## WHAT TO DO
Exactly as written, retype the listing below, omitting the pictures.

=======

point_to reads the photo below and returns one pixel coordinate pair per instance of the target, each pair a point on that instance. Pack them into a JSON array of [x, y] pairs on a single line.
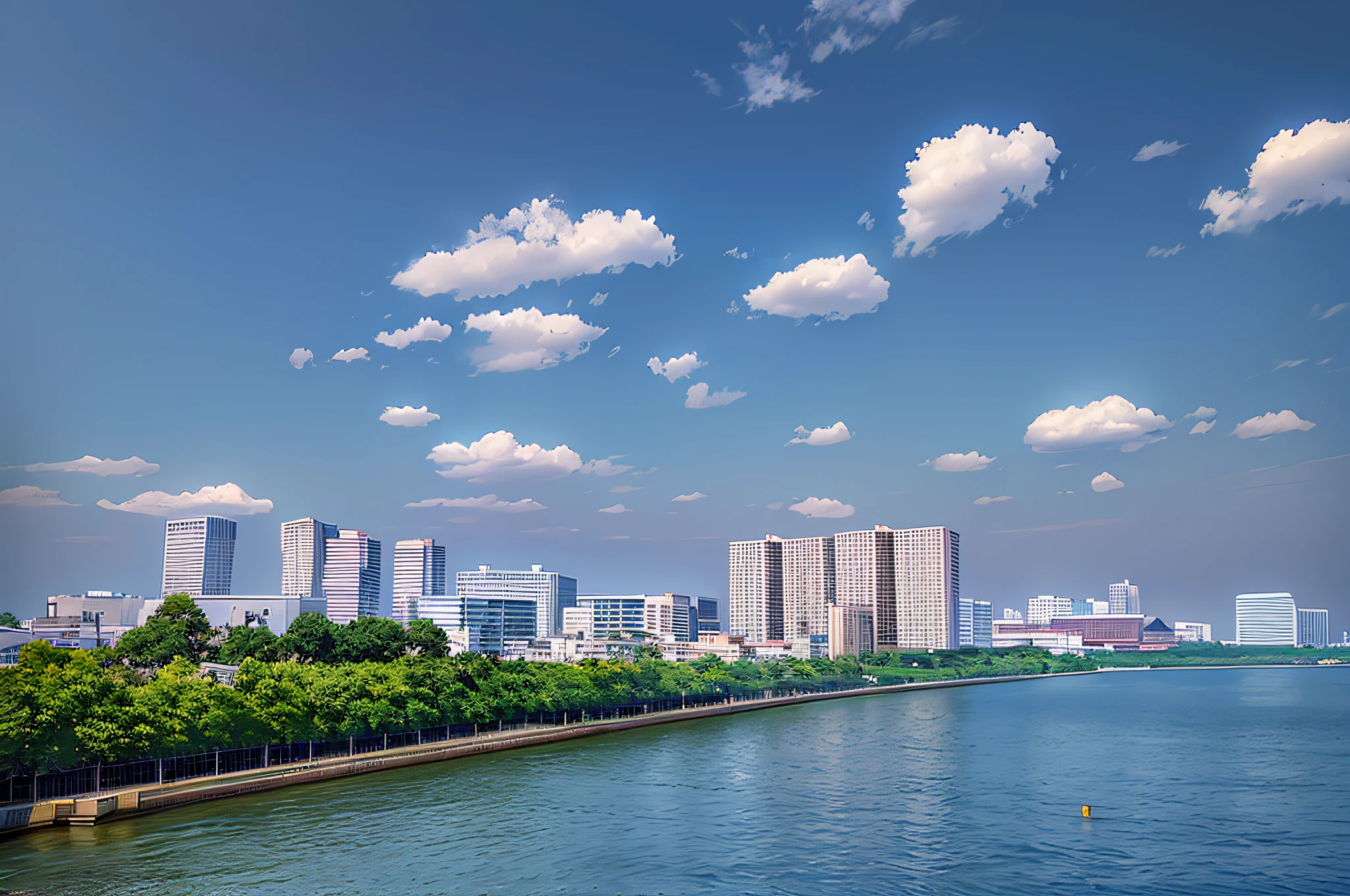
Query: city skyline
[[1125, 356]]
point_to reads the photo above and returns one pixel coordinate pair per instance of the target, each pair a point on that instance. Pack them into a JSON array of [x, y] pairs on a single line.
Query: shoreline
[[156, 798]]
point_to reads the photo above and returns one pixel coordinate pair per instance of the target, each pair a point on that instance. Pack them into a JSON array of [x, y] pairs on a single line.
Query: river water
[[1202, 781]]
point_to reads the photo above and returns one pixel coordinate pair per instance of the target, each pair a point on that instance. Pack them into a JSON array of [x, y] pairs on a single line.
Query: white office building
[[303, 544], [551, 592], [1314, 629], [1123, 597], [975, 624], [199, 556], [807, 586], [1268, 619], [351, 575], [1044, 607], [1194, 632], [756, 589], [419, 570]]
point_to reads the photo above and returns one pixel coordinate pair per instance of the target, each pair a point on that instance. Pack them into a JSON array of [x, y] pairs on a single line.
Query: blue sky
[[191, 194]]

=======

## FINAL ANSWER
point_to reads the photo below and returns one pixel coordinate pair per instance of the target, each pair a point on that instance. Pack them into a JSON array of [x, y] pairs on a single line.
Query: city skyline
[[1125, 356]]
point_to reads the photo above and returns one pixel coordinate pair per instance of the target, each pair a point on that instance. Pack them into a JSON array of [x, y] pairs on a single line.
Query: shoreline
[[156, 798]]
point_to reads the photo above and returns one pixel coordinate pair per instance of the target, each pair a point on that instance. Pack them into a JSON array of [x, y] pairs on a single line.
Query: river water
[[1202, 781]]
point_to reads the photo above and returns one pixel coordinate pair per instance of the target, each pair a point on that instance. Pack them into a JSON array of [x, y] pairs on a single line.
Query: white office building
[[303, 544], [551, 592], [1314, 629], [1123, 597], [975, 624], [199, 556], [807, 586], [1268, 619], [351, 575], [1044, 607], [1194, 632], [756, 589], [419, 570]]
point_to reads the photo above and returns one pixel coordinate pair per instance of the target, each pair a point on that instance. Pack them into a JSON array of [x, y] pairs on a single line.
Query: blue sky
[[191, 194]]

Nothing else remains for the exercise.